> **Work to do**
A - List each package that the apt-get install command in the ONNX Runtime thread below installs, along with its version.
B - According to the ONNX Runtime thread below, which ONNX Runtime and TensorRT versions would the reporter have to downgrade to because of the issue?

> **Text provided**
........
I started to prepare a small C++ file to reproduce this issue. Do you still need it or is there a way to add this to the onnxruntime tests?
@r0l1 We had a fix for this concurrent issue and plan to make it into ORT 1.17 Could you also help verify it? thank you.
@chilo-ms that was fast. Just checked out the latest main branch and the issue is fixed now. Thank you very much!
@chilo-ms that was fast. Just checked out the latest main branch and the issue is fixed now. Thank you very much!
@r0l1 thanks for reporting the issue and helping us repro/test/validate!
Hi Everyone, Quick info, which version of onnxruntime did this patch go into, I am working on sherpa-onnx using onnxrt 1.17.1 Observing some mismatched output with TensorRT enabled but holds good with CPU,CUDA If this patch is in any later version will have a look and verify!
Should have been the 1.17 release. Check your tensorRT version. The newest version from NVIDIA has some problems.
Hi @r0l1,
Thanks for your suggestion.
Since I am using tensorrt with onnxruntime-gpu 1.17.1 (by doc tensorrt 8.6 is compatible) apart from that I have just installed below in my docker file
docker image : FROM nvidia/cuda:11.8.0-runtime-ubuntu22.04
libcudnn8=8.7.0.84-1+cuda11.8
RUN apt-get -y install libnvinfer8=8.6.1.6-1+cuda11.8 \
libnvinfer-plugin8=8.6.1.6-1+cuda11.8 \
libnvonnxparsers8=8.6.1.6-1+cuda11.8
Onnxruntime has dependency on these libs of tensorrt was my understanding, therefore not installing tensorrt separately, I think this should hold good. Let me know if this is otherwise.
Since 1.17 had this patch 1.17.1 should be holding good, any thoughts on tensorrt version for which this fix was? would be of great help!
Describe the issue
Doing concurrent session->Run calls without a mutex lock causes corrupt output matrices. The CPU and CUDA runtime providers work as excepted. Using the tensorRT provider causes this issue.
To reproduce
Forward matrices concurrently to one session without a mutex lock. Use the tensorRT runtime provider. The output matrices are corrupt and invalid.
Urgency
This issue is a release blocker and we must downgrade to ONNXRuntime 1.12.1 with tensorRT 8.4.3.
Platform
Linux
OS Version
linux 6.7.0 kernel
ONNX Runtime Installation
Built from Source
ONNX Runtime Version or Commit ID
1.16.3
ONNX Runtime API
C++
Architecture
X64
Execution Provider
TensorRT
Execution Provider Library Version
CUDA 11.8.0 TensorRT 8.6.1.6
........
> **Data provided**
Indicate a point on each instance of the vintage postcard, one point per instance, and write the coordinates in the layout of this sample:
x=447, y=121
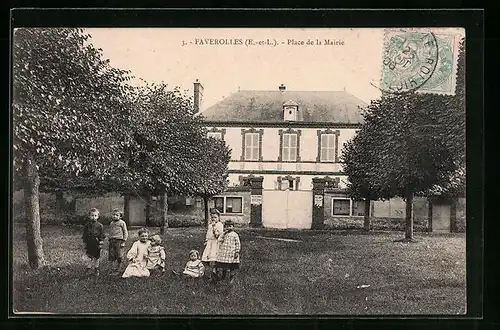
........
> **Solutions in order**
A -
libnvinfer8=8.6.1.6-1+cuda11.8
libnvinfer-plugin8=8.6.1.6-1+cuda11.8
libnvonnxparsers8=8.6.1.6-1+cuda11.8

B - ONNX Runtime 1.12.1 with TensorRT 8.4.3.